»»
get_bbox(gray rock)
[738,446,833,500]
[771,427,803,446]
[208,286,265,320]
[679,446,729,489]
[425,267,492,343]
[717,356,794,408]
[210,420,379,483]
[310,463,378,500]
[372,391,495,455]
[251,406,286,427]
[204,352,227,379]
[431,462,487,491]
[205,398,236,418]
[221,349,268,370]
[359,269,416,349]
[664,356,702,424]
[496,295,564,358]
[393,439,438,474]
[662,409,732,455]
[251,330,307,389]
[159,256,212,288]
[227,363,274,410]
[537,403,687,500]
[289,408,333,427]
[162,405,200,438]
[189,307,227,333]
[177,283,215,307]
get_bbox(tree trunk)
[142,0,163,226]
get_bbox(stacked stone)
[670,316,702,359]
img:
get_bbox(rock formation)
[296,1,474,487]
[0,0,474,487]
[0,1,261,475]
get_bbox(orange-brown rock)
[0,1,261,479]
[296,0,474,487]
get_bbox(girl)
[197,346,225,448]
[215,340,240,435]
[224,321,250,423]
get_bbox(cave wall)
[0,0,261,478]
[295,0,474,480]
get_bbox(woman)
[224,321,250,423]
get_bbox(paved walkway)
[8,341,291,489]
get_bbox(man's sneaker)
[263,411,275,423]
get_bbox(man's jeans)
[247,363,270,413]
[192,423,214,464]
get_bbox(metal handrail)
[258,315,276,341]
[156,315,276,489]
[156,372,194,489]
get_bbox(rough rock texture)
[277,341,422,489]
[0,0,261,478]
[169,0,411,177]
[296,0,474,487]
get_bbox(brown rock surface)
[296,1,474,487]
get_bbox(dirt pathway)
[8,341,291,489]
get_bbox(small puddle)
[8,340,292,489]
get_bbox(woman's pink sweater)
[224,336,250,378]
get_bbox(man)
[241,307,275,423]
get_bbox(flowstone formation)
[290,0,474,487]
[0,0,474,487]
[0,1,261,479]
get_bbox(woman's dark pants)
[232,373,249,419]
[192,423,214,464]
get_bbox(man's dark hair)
««
TASK REQUIREMENTS = Copy every one of the records above without changing anything, keeping each line as it appears.

COMPLETED EXERCISE =
get_bbox(gray rock)
[738,446,833,500]
[771,427,803,446]
[208,286,265,320]
[679,446,729,489]
[425,267,492,343]
[717,356,794,408]
[210,420,379,483]
[310,463,378,500]
[372,391,495,455]
[251,406,286,427]
[204,352,227,379]
[431,462,487,491]
[205,398,236,418]
[221,349,268,370]
[359,269,416,349]
[664,356,702,424]
[496,295,564,358]
[393,439,438,474]
[662,409,732,455]
[251,330,307,389]
[159,256,212,288]
[227,363,274,410]
[537,403,687,500]
[289,408,333,427]
[162,405,200,438]
[189,307,227,333]
[177,283,215,307]
get_bbox(tree trunk)
[142,0,163,226]
get_bbox(stacked stone)
[670,316,702,359]
img:
get_bbox(rock formation)
[296,1,474,487]
[0,0,474,487]
[0,1,261,475]
get_bbox(orange-brown rock)
[0,1,261,479]
[296,0,474,487]
get_bbox(girl)
[197,346,225,448]
[215,340,240,435]
[224,321,250,423]
get_bbox(cave wall)
[0,0,261,478]
[295,0,474,480]
get_bbox(woman)
[224,321,250,423]
get_bbox(paved walkway)
[8,341,291,489]
get_bbox(man's sneaker)
[263,411,275,423]
get_bbox(man's jeans)
[247,363,270,413]
[192,423,214,464]
get_bbox(metal handrail)
[258,315,276,341]
[156,315,276,489]
[156,372,194,489]
get_bbox(rough rock texture)
[277,341,422,489]
[0,0,261,478]
[169,0,411,177]
[296,0,474,487]
get_bbox(brown rock surface)
[296,1,474,487]
get_bbox(dirt pathway)
[8,341,291,489]
get_bbox(small puddle)
[8,340,292,489]
get_bbox(woman's pink sweater)
[224,336,250,378]
get_bbox(man)
[241,307,275,423]
get_bbox(flowstone formation)
[290,0,474,487]
[0,0,474,487]
[0,1,261,479]
get_bbox(woman's dark pants)
[232,373,249,419]
[192,423,214,464]
get_bbox(man's dark hair)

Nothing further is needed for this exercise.